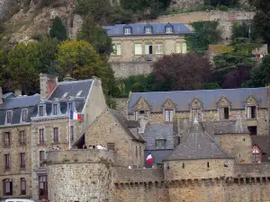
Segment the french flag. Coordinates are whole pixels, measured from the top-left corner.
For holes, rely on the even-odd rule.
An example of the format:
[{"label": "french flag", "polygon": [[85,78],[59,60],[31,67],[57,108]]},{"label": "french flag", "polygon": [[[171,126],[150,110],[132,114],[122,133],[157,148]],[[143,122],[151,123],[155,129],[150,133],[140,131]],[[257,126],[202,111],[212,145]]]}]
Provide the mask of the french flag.
[{"label": "french flag", "polygon": [[70,110],[70,119],[82,120],[82,116]]},{"label": "french flag", "polygon": [[152,157],[152,154],[148,154],[148,157],[147,157],[147,162],[148,163],[153,163],[153,157]]}]

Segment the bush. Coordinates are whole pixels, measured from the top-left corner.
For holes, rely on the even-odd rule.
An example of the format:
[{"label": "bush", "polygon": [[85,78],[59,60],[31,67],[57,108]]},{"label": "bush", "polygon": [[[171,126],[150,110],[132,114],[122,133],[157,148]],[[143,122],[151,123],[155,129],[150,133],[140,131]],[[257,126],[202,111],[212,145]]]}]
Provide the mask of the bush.
[{"label": "bush", "polygon": [[140,83],[135,83],[132,85],[131,91],[133,92],[143,92],[143,86]]}]

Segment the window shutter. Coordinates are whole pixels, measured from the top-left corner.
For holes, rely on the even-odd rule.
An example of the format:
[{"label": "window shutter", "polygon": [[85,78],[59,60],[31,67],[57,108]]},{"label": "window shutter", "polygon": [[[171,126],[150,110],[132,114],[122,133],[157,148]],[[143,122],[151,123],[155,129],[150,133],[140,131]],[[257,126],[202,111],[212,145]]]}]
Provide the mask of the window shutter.
[{"label": "window shutter", "polygon": [[220,119],[224,119],[224,108],[219,108]]},{"label": "window shutter", "polygon": [[247,107],[248,119],[251,119],[251,107]]}]

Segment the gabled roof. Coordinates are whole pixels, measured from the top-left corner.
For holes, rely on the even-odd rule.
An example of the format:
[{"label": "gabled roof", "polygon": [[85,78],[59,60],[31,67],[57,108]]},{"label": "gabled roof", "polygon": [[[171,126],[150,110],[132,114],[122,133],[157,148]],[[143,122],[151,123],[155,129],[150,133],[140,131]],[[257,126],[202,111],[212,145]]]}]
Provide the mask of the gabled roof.
[{"label": "gabled roof", "polygon": [[[110,37],[117,36],[142,36],[142,35],[180,35],[180,34],[192,34],[193,31],[190,31],[183,23],[170,23],[174,27],[173,33],[166,33],[165,27],[167,23],[151,23],[151,24],[115,24],[114,26],[104,26],[103,28],[107,31],[107,34]],[[152,26],[153,31],[151,34],[145,34],[145,27]],[[131,34],[124,34],[124,27],[130,27],[132,29]]]},{"label": "gabled roof", "polygon": [[195,119],[190,134],[183,139],[166,161],[195,159],[232,159],[221,147],[204,132]]},{"label": "gabled roof", "polygon": [[246,101],[252,94],[258,101],[259,108],[267,108],[266,88],[239,88],[239,89],[218,89],[197,91],[176,91],[176,92],[132,92],[129,101],[129,114],[133,114],[133,107],[136,101],[143,97],[152,106],[152,112],[162,112],[162,104],[170,98],[176,105],[176,111],[189,110],[189,103],[197,97],[202,103],[205,110],[217,110],[217,102],[224,95],[231,102],[231,108],[244,110]]},{"label": "gabled roof", "polygon": [[166,139],[162,149],[174,149],[173,124],[146,125],[144,133],[141,136],[147,142],[145,150],[160,150],[161,148],[156,146],[157,138]]},{"label": "gabled roof", "polygon": [[140,142],[144,143],[145,140],[141,137],[140,134],[132,134],[131,131],[129,129],[130,121],[127,118],[123,115],[122,112],[119,110],[115,110],[112,109],[108,109],[111,114],[115,118],[115,119],[119,122],[122,127],[125,130],[126,134],[133,140],[137,140]]}]

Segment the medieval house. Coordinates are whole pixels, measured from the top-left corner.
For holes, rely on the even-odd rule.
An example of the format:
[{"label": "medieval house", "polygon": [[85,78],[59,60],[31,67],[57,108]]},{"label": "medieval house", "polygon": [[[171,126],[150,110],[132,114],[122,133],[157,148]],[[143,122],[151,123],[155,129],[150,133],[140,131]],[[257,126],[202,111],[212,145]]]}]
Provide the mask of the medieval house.
[{"label": "medieval house", "polygon": [[193,32],[182,23],[115,24],[104,26],[114,52],[109,62],[115,77],[151,72],[151,61],[163,55],[185,53],[184,36]]}]

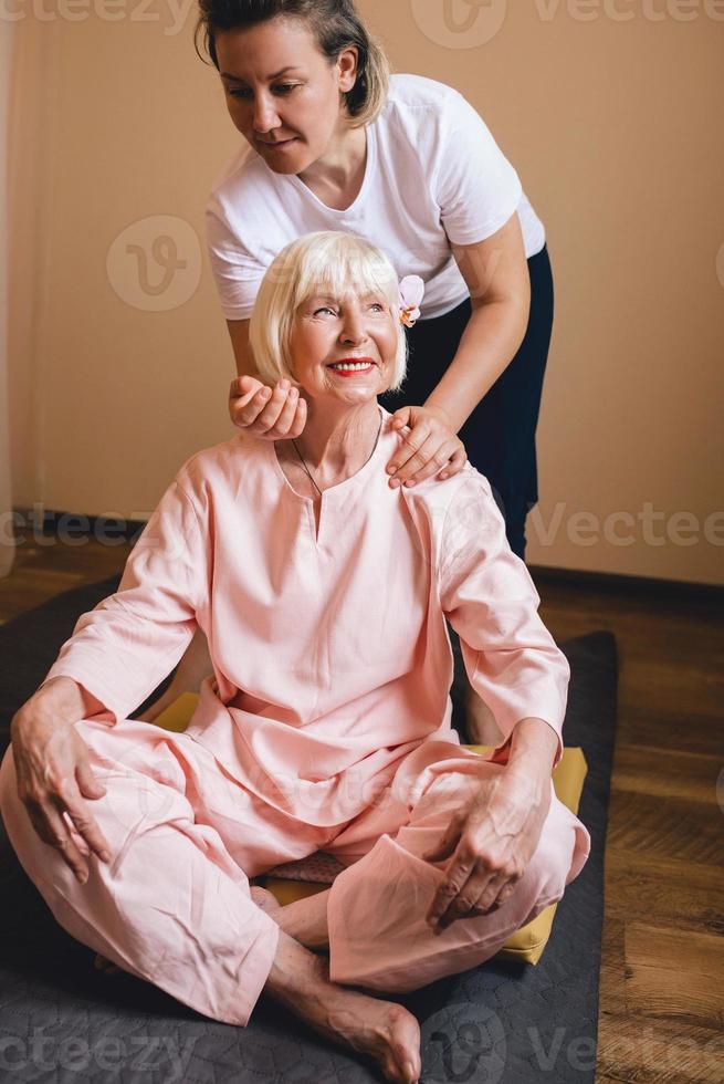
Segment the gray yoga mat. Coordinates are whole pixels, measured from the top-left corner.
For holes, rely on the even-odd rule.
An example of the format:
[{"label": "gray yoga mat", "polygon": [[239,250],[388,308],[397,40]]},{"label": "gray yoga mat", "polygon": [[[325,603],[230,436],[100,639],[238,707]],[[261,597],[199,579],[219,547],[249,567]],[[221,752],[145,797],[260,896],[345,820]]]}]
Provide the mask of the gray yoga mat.
[{"label": "gray yoga mat", "polygon": [[[61,595],[0,627],[0,751],[77,616],[117,580]],[[591,854],[558,904],[536,967],[494,958],[397,997],[420,1021],[427,1084],[594,1084],[604,848],[616,730],[610,633],[562,644],[571,667],[564,737],[588,761],[578,815]],[[453,687],[460,719],[460,674]],[[97,972],[54,921],[0,837],[0,1081],[97,1084],[363,1084],[371,1063],[327,1043],[262,994],[246,1028],[216,1023],[133,976]]]}]

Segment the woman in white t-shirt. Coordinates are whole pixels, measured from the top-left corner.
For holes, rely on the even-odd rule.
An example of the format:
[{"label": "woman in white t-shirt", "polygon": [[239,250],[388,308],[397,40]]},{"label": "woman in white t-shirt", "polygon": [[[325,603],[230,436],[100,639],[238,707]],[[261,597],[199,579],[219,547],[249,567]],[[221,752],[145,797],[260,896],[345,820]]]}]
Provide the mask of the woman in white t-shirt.
[{"label": "woman in white t-shirt", "polygon": [[[544,229],[517,174],[458,91],[390,77],[353,0],[199,0],[199,9],[197,48],[201,35],[245,140],[207,208],[239,372],[232,419],[260,439],[294,439],[317,489],[330,484],[305,454],[298,389],[255,378],[249,320],[266,268],[290,241],[317,230],[360,234],[400,278],[424,281],[421,319],[408,330],[407,381],[380,396],[399,428],[409,427],[405,455],[387,465],[389,484],[457,473],[466,454],[487,477],[523,559],[525,518],[537,500],[553,282]],[[359,327],[346,326],[343,337],[350,357],[364,356]],[[453,646],[464,682],[454,637]],[[195,644],[145,718],[197,687],[208,666]],[[458,716],[455,726],[464,731]]]},{"label": "woman in white t-shirt", "polygon": [[[285,244],[333,229],[378,244],[400,278],[426,284],[408,379],[380,400],[410,426],[410,459],[390,484],[437,475],[451,457],[454,473],[466,451],[523,557],[553,285],[544,228],[514,168],[458,91],[388,75],[351,0],[200,0],[199,32],[244,136],[207,207],[240,376],[254,373],[249,317]],[[270,396],[246,379],[232,392],[242,393],[232,395],[238,425],[272,439],[302,434],[305,404],[286,388]]]}]

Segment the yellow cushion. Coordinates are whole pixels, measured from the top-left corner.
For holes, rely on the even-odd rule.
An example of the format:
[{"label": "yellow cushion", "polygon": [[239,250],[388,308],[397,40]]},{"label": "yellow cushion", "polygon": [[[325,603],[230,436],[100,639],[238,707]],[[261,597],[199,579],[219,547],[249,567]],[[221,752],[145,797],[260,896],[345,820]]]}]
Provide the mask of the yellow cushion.
[{"label": "yellow cushion", "polygon": [[[182,733],[191,721],[197,701],[198,697],[193,692],[183,692],[178,700],[158,716],[156,725],[162,727],[164,730]],[[495,747],[463,746],[462,748],[483,753]],[[564,749],[560,763],[553,771],[553,785],[556,795],[573,813],[578,813],[578,803],[587,771],[588,765],[584,751],[577,746]],[[280,877],[255,877],[253,883],[263,883],[265,888],[274,893],[280,904],[291,904],[295,899],[314,896],[328,887],[327,885],[311,884],[303,880],[285,880]],[[507,959],[523,960],[526,963],[537,963],[550,937],[556,906],[556,904],[550,904],[532,923],[516,930],[508,937],[499,955]]]}]

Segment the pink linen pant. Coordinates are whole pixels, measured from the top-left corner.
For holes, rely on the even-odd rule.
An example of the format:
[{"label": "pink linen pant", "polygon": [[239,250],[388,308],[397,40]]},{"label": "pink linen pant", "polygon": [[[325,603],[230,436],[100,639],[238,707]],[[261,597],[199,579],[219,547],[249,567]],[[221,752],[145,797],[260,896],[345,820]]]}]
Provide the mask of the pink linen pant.
[{"label": "pink linen pant", "polygon": [[[328,897],[330,978],[394,993],[489,959],[563,896],[589,852],[587,830],[553,793],[538,847],[512,896],[436,936],[424,915],[447,862],[432,865],[420,855],[449,823],[451,773],[473,762],[478,772],[500,772],[500,764],[452,742],[428,742],[402,759],[361,814],[329,828],[265,804],[187,734],[134,720],[75,726],[106,788],[88,806],[111,862],[92,855],[87,883],[76,880],[35,833],[9,749],[0,811],[22,866],[72,937],[230,1024],[248,1023],[279,939],[273,918],[250,897],[249,878],[279,863],[324,850],[346,865]],[[73,835],[87,853],[74,828]]]}]

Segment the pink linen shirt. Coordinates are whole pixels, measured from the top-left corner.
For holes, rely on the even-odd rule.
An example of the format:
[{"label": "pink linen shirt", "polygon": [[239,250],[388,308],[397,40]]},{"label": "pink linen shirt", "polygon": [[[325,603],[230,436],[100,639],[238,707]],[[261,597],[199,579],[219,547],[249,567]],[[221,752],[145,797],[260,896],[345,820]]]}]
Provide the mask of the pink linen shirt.
[{"label": "pink linen shirt", "polygon": [[240,434],[192,456],[118,592],[80,618],[46,680],[71,677],[125,719],[198,625],[214,677],[187,733],[269,805],[330,827],[368,807],[412,750],[459,742],[447,616],[506,744],[516,722],[541,718],[557,764],[569,667],[490,483],[466,465],[390,489],[402,438],[380,410],[371,458],[325,490],[318,532],[272,441]]}]

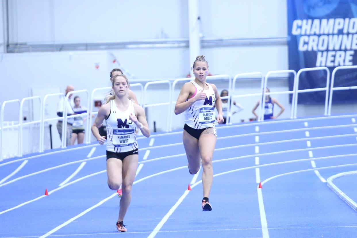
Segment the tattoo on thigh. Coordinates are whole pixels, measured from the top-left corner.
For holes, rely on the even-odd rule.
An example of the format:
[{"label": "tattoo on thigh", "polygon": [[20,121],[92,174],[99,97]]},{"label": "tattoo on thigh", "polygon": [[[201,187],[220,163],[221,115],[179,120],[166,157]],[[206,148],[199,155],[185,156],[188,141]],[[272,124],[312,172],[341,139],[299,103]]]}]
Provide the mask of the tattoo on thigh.
[{"label": "tattoo on thigh", "polygon": [[204,133],[210,134],[214,136],[215,135],[215,132],[213,130],[213,127],[210,127],[205,130]]}]

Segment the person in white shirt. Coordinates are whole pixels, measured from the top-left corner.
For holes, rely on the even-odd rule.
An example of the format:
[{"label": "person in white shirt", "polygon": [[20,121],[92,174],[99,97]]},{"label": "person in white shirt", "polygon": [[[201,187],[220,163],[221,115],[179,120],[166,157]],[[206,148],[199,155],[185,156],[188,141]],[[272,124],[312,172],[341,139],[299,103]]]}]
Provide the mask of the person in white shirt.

==============================

▶ **TASK INSTRUCTIONS**
From the line containing "Segment the person" down to the final line of the data, write out every line exactly; both the first and last of these belong in your answer, and nothing else does.

▶ **RESPONSE BELOW**
Segment the person in white shirt. Coordinates are whole pixels, measured from the top-left corner.
For holes, rely on the even-odd rule.
An example of the format:
[{"label": "person in white shirt", "polygon": [[20,121],[92,174],[99,97]]},{"label": "person in white shirt", "polygon": [[[201,187],[220,163],[221,115],[179,120],[166,157]],[[206,148],[199,155],[185,156],[188,141]],[[272,124],[312,172],[341,139],[299,103]]]}]
Provide the mask of the person in white shirt.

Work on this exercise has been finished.